** GIVEN PROBLEM **
Collect every line in the data below that contains the word "slope", and copy each one out in full.

** STORED RECORDS **
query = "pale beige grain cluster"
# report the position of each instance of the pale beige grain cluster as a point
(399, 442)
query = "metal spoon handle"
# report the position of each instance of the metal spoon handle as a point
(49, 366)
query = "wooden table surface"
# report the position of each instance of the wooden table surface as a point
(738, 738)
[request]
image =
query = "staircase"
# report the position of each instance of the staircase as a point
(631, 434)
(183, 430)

---

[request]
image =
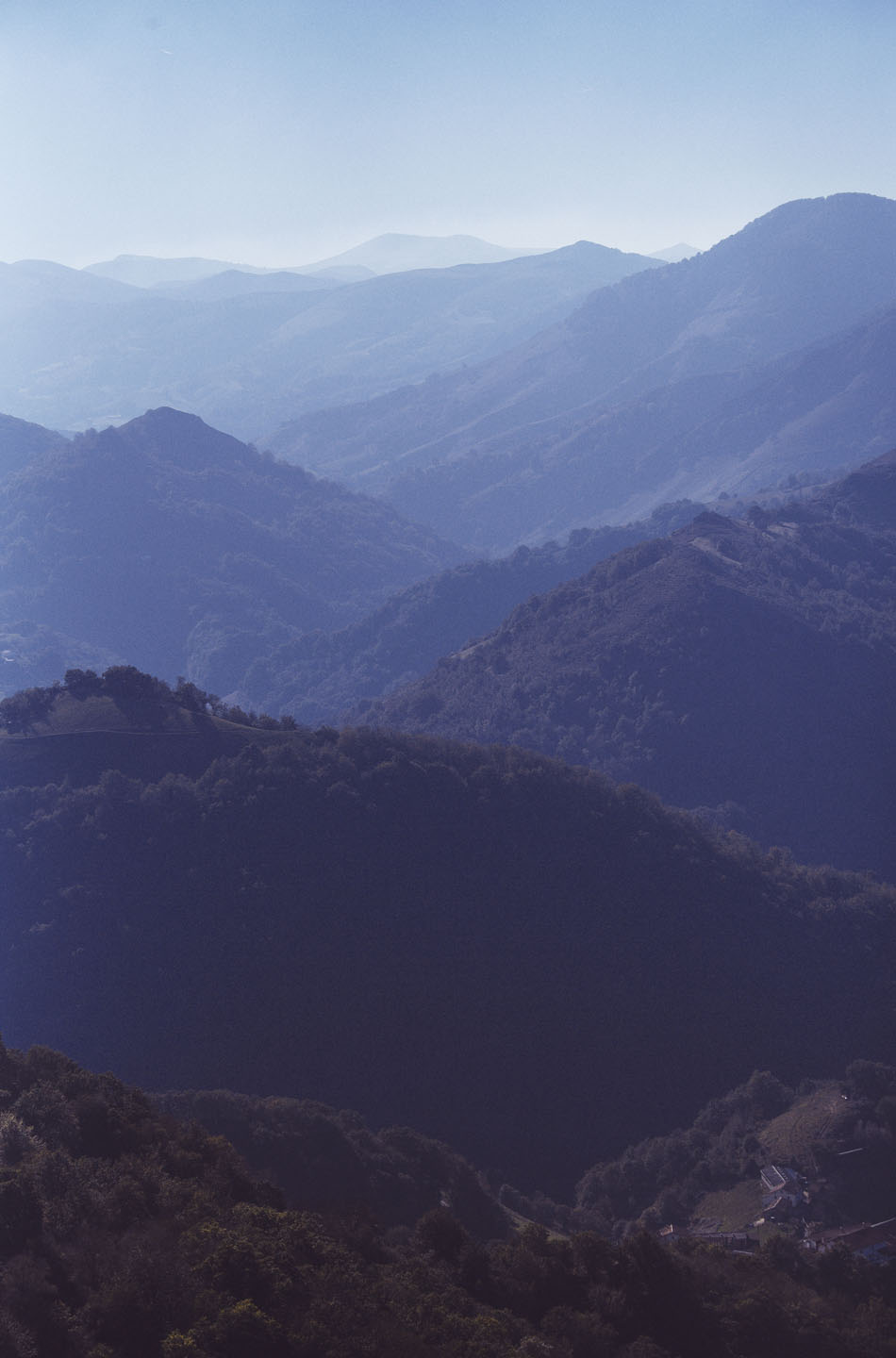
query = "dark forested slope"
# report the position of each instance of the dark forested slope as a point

* * *

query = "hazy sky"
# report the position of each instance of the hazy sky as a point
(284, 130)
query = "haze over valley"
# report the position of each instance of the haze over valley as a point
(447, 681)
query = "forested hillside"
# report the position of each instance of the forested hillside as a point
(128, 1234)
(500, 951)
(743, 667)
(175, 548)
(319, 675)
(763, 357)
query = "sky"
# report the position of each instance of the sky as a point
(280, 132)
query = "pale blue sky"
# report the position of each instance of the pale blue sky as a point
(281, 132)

** EXERCISE SOLUTION **
query = "dark forested slope"
# report the position of each instance of the dark forested slope as a point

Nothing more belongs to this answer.